### Coordinate annotation data

****************

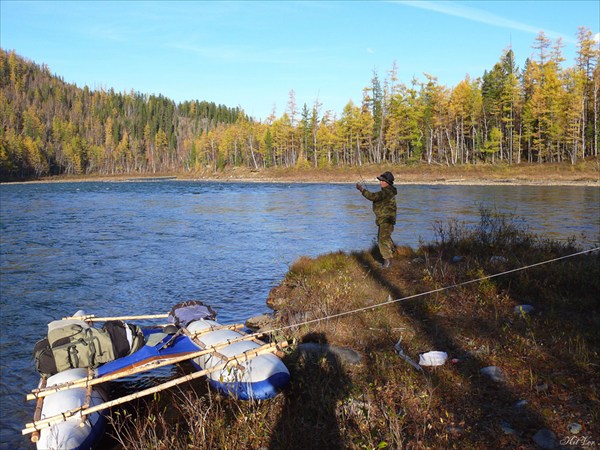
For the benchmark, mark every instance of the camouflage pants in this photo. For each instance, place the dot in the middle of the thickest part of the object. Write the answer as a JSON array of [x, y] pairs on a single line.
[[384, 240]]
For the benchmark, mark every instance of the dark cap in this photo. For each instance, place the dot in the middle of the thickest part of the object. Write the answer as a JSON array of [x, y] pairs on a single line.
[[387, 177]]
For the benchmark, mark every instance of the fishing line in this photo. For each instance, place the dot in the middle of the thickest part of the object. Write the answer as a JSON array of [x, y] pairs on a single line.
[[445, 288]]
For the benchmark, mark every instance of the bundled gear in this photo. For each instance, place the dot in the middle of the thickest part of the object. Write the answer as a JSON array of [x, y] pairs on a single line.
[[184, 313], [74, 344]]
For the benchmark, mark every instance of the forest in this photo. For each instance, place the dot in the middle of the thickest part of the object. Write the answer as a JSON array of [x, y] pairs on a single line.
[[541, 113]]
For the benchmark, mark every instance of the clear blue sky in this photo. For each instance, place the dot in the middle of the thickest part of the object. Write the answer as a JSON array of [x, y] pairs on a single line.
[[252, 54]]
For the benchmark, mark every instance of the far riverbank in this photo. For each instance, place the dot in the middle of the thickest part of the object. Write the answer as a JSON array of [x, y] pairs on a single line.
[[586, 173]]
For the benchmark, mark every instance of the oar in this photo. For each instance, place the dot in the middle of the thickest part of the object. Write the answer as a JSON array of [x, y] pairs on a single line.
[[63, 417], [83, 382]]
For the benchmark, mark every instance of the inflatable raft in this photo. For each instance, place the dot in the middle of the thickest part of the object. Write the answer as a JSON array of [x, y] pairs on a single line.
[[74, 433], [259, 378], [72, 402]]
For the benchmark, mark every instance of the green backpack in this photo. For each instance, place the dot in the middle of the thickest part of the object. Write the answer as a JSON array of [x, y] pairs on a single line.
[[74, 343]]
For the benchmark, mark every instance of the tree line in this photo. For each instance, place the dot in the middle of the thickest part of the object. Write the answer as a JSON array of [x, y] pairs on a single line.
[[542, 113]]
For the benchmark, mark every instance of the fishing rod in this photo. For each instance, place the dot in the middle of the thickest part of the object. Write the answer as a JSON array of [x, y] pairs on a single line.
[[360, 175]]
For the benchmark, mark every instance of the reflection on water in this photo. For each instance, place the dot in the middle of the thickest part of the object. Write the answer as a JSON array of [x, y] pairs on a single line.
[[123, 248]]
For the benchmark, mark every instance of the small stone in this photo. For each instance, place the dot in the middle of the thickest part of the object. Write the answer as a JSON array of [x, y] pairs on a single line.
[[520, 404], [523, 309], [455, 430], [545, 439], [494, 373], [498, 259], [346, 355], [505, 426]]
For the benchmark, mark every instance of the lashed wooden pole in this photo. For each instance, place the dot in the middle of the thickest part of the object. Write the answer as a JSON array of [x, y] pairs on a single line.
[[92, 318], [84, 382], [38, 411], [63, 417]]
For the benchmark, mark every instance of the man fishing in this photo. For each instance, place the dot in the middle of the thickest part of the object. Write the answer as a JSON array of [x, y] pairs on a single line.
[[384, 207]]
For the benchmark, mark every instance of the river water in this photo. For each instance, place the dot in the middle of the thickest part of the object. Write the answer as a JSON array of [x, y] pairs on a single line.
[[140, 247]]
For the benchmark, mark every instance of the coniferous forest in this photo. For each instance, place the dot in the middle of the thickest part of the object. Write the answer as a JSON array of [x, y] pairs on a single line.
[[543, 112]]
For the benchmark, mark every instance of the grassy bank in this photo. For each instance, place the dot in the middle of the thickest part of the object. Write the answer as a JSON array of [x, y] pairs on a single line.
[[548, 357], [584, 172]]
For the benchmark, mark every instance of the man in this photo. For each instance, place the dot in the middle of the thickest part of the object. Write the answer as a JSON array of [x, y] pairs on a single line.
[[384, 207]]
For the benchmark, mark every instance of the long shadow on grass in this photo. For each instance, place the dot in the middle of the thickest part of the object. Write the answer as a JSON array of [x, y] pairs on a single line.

****************

### What you should do
Render every line of the data above as a Markdown table with the columns Row and Line, numbering the rows and skipping blank lines. Leave the pictures out.

### Correct result
| Row | Line |
|---|---|
| 1 | For the benchmark, mark every instance of the camouflage pants in this photo. For each instance, place the dot in the middle of the thickest part of the object. Write the answer as a JSON array of [x, y] pairs on a single line. |
| 2 | [[384, 240]] |
| 3 | For the benchmark, mark every instance of the dark cap in this photo. For each instance, place the dot in the middle of the thickest part of the object. Write the answer as a JSON array of [x, y] pairs on a single line. |
| 4 | [[387, 177]] |
| 5 | For the benchmark, mark every instance of the fishing line in this photo. For each instance, place the dot in the middle of the thickest part of the object. Write the answer as a JSON array of [x, y] pairs on a single line. |
| 6 | [[445, 288]] |
| 7 | For the benchmark, mark every instance of the bundled gear in this photo. For each instance, place the dot in the middle of the thickest part of the object. Write the answer as a JSON array of [x, y] pairs on a single line. |
| 8 | [[184, 313], [74, 344]] |
| 9 | For the benchmark, mark every instance of the forest in this photo. For each instance, place the dot in the middle of the thickest part of the object. Write the answer as a JSON array of [x, y] pairs on a single line. |
| 10 | [[541, 113]] |
| 11 | For the benchmark, mark every instance of the clear blue sky in this photo. For each instance, place the dot in the middle of the thickest part of the object. Write the answer as a JSON array of [x, y] pairs on a single line. |
| 12 | [[252, 54]] |
| 13 | For the benchmark, mark every instance of the far riverbank in this photo. For each instance, place the dot in the middle of the thickest part of the object. Write the answer as a JSON array of [x, y] pairs on a single line. |
| 14 | [[586, 173]] |
| 15 | For the benchmark, mark every instance of the oar in this photo. For each instance, place the dot in the middle of the thickest part of the object. Write the answer as a JSON array of [x, y] pairs on a single line. |
| 16 | [[63, 417], [83, 382]] |
| 17 | For the benchmark, mark every instance of the inflatable raft in this photo. For each instance, place the dot in the middle of the thickest part of the object. Write the answer as a JSON array of [x, y] pairs on a single line. |
| 18 | [[74, 433], [259, 378], [72, 402]] |
| 19 | For the benchmark, mark every instance of the green backpack in this photo. For each instance, place the dot in the middle of the thickest part of the object. Write the answer as a JSON array of [x, y] pairs on a single line. |
| 20 | [[74, 343]] |
| 21 | For the benchmark, mark every instance of the tree line in this photo. For each instance, place the dot in the middle of the thickest part of the object. Write the answer as a JSON array of [x, y] pairs on a single line. |
| 22 | [[542, 113]] |
| 23 | For the benchmark, mark every instance of the fishing rod in this photo. For each instance, place the dot in the middle of the thickest part of the object. Write the answer as a JSON array of [x, y] pairs on a single line. |
| 24 | [[360, 175]] |
| 25 | For the benchmark, mark every instance of the reflection on water in this photo. For each instance, place the dot in the middle of the thickest part of the object. Write the answer as a JSON array of [x, y] pairs on a single line. |
| 26 | [[123, 248]] |
| 27 | For the benchmark, mark every instance of the small stone in this photo. For each instance, place the dot in the middle of the thickest part of the object. Write the answer as a JSON array of [x, y] pairs on a single line. |
| 28 | [[520, 404], [523, 309], [455, 430], [545, 439], [494, 373], [498, 259], [346, 355], [505, 426]] |
| 29 | For the benchmark, mark every instance of the lashed wooden pole in this photo. For each instance, place the dot in the middle of the thickest part of the object. Write the answer as a JSON array of [x, y] pairs on a single line. |
| 30 | [[92, 318], [84, 382], [38, 411], [63, 417]] |
| 31 | For the benchmark, mark every instance of the man fishing in this photo. For each instance, place the dot in the middle of the thickest part of the object. Write the answer as a JSON array of [x, y] pairs on a single line. |
| 32 | [[384, 207]] |
| 33 | For the benchmark, mark every instance of the river water in this photo. For each instance, place the dot in the middle of the thickest part of the object. Write the answer as a JSON array of [x, y] pairs on a single line. |
| 34 | [[140, 247]] |
| 35 | For the benchmark, mark every instance of the coniferous forest in this photo. For each instance, place the dot in the middle of the thickest part of the object. Write the answer as a JSON array of [x, y] pairs on a single line. |
| 36 | [[543, 112]] |
| 37 | For the benchmark, mark every instance of the grassy bank in this photo. For each instance, place the dot in the middle of the thickest part of the object. Write the answer as a JSON array of [x, y] pairs on a single line. |
| 38 | [[548, 357], [584, 172]] |
| 39 | For the benchmark, mark every instance of the man in this photo. For each instance, place the dot in the middle of the thickest part of the object. Write the answer as a JSON array of [x, y] pairs on a single line. |
| 40 | [[384, 207]] |
| 41 | For the benchmark, mark every instance of the long shadow on grass in this photo. For each instance, place the dot in the middle of the thickest part of the object. Write the answer as a JSON array of [x, y] pairs on a single line. |